BEGIN Document passage
Do you think you can do it? In the moment, stop, erase all of your defensive instincts and feelings, get very present with your teenager, adult child, or partner –  hear them, listen to them, understand them from their perspective, and make them feel that you see them and what they feel? What do you think might happen if you did this – I bet you, I just bet, you will be able to have a wonderful loving conversation about the situation and come up with a solution that meets both of your needs!  

If empathy can have this type of impact on Intact Family loved ones…Imagine how empathy may help you when you are divorcing, divorced and co-parenting, or when you are a divorced parent with grown children. 

If you’re divorcing right now – how would it feel if you had someone that really heard and saw you, ‘all of you’, and all of the things that you are dealing with.  Even more, what if you could really have EMPATHY for your soon to be ‘ex’, really understand them and what they’re going through?  You might actually find out that you actually have more common desires than you think.  Sure, you’re both going to have pain, hurt, sadness, and loss – everyone does and that is part of the grieving process.  But wouldn’t it be great to know the things that you both have similar feelings about?  You’d probably have a smoother, more rapid, cheaper divorce.  You may even come out of the divorce farther down the path of healing – Isn’t that what you want?

“Yes, I want that, but there’s no way my ‘ex’ and I can do that, it’s not emotionally safe, we’re too explosive, it’s why we’re divorcing”  That’s ok, good divorce coaches and mediators can help you do that, and just maybe they can help the two of you get to the point where you can show empathy directly to each other!
END Document passage
** Prompt 1 **
Answer these questions using the passage on empathy and divorce.
(a) In the first paragraph, which three people does the text name as someone to get very present with?
(b) What kind of divorce does the text say you would probably have if you knew the things you both have similar feelings about?
(c) Who does the text say can help when a couple is too explosive to show empathy to each other?
** Prompt 2 **
Continue the passage on empathy and divorce from its final sentence.
The records come from a different source than the text on empathy and divorce.
BEGIN Stored data
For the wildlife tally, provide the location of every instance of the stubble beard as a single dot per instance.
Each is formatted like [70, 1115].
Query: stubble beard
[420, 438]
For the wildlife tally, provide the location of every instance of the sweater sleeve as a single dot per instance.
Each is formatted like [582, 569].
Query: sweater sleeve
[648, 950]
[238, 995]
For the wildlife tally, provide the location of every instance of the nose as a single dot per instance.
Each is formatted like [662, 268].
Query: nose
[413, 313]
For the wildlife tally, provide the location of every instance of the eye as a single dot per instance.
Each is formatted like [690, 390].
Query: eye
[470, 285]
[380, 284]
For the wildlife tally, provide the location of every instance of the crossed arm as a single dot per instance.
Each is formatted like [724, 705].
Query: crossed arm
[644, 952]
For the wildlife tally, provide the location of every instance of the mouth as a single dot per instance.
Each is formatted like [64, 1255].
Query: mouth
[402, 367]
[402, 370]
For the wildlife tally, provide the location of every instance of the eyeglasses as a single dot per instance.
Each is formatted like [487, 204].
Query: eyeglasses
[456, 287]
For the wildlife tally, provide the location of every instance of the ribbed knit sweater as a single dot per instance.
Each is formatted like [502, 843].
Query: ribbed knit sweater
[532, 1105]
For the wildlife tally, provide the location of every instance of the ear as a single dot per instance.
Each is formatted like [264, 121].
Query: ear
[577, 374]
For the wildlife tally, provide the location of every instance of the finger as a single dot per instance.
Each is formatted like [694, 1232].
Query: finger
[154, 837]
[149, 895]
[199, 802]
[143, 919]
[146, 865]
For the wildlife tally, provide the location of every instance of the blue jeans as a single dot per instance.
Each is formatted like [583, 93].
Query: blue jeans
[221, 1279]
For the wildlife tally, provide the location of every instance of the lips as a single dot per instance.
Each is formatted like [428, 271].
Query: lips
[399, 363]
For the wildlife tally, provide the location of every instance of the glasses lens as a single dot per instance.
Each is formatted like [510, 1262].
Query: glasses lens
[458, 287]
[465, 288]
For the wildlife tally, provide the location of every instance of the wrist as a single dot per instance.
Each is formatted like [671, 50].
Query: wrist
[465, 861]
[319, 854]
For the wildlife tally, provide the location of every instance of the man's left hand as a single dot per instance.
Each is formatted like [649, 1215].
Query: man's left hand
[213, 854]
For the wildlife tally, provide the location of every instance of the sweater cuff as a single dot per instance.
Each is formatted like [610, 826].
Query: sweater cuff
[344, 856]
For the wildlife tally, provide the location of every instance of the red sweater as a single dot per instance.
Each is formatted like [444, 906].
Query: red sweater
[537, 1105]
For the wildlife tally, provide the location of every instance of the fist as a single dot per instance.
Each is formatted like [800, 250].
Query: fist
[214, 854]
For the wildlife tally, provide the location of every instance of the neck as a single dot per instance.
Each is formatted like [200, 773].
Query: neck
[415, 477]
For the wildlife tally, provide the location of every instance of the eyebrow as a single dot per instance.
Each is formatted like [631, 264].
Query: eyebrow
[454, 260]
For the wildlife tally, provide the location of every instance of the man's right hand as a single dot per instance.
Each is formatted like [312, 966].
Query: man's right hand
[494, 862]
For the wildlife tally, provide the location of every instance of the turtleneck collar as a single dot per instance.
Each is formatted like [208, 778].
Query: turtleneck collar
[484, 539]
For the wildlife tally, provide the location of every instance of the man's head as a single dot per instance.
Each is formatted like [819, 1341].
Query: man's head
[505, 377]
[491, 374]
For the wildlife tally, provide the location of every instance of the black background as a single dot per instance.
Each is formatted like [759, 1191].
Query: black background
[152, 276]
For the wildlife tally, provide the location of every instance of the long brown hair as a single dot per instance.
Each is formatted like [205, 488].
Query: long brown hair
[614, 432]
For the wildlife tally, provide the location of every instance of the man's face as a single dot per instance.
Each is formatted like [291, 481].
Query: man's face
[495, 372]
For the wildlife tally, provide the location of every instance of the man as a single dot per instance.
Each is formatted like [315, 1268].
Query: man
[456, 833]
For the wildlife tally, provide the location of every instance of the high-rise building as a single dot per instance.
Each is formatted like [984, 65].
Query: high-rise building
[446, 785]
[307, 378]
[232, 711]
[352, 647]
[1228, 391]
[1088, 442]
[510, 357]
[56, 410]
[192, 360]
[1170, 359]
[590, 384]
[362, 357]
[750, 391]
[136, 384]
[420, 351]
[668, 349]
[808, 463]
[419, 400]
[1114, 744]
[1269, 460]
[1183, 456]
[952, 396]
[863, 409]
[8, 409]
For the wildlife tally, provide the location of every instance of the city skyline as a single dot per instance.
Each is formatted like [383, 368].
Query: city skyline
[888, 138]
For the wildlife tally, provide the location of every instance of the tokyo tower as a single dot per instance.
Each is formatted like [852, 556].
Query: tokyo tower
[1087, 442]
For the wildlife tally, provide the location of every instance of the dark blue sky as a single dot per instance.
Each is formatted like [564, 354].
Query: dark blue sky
END Stored data
** Task result 1 **
(a) A teenager, an adult child, or a partner.
(b) A smoother, more rapid, cheaper divorce.
(c) Good divorce coaches and mediators.

** Task result 2 **
For those of you co-parenting right now, your world is even more difficult and stressful – all those handoffs and negotiations in order to be with your kids, keeping a job down, navigating school and activities, and navigating finding a new partner, or trying to share your life with a new partner!  Who wouldn’t have a hard time with all of this? 

  • What if…both parents (and any step-parents) could actually stop, be 100% present, and imagine what life might be for the other parent, household AND For The Kids?

  • What if…you could put yourself in the other parent’s shoes and live their life?

  • What if…you were able to have EMPATHY for the other household?

I know this isn’t something you want to do because you’ve moved on and you just want to have a happy full life with your kids, but when you are co-parenting (no matter what that looks like) you will not be with your kids 100% of the time and your kids get to feel the love and affection of both of their parents, just separately.  What a gift you could give your kids, yourself, your partner, and your co-parent if you showed EMPATHY toward your co-parent!  I bet anything, things would get easier to navigate with your co-parent, there would be more understanding, the kids would be happier, and you would start to have less worries!

In the end, if you are able to begin practicing more empathy in your daily life, you will soon find out that it is a WIN/WIN situation for you because true empathy has nothing to do with the other person or how they receive it – it’s about you.

  • When you show true empathy, you see the world from a different perspective, something inside you grows, you feel good about yourself, you fill yourself up, and you are a happier person – YOU WIN!

  • If the other person is able to receive your empathy, you will resolve the issues and/or grow stronger in the relationship because of it – YOU WIN!

  • Even if the other person is not able to receive your empathy, and you are committed to the self-healing journey you will have learned that the other person is not someone you want to spend too much time with – YOU WIN!

Ask yourself – What do you have to lose by showing and practicing more EMPATHY in your daily life?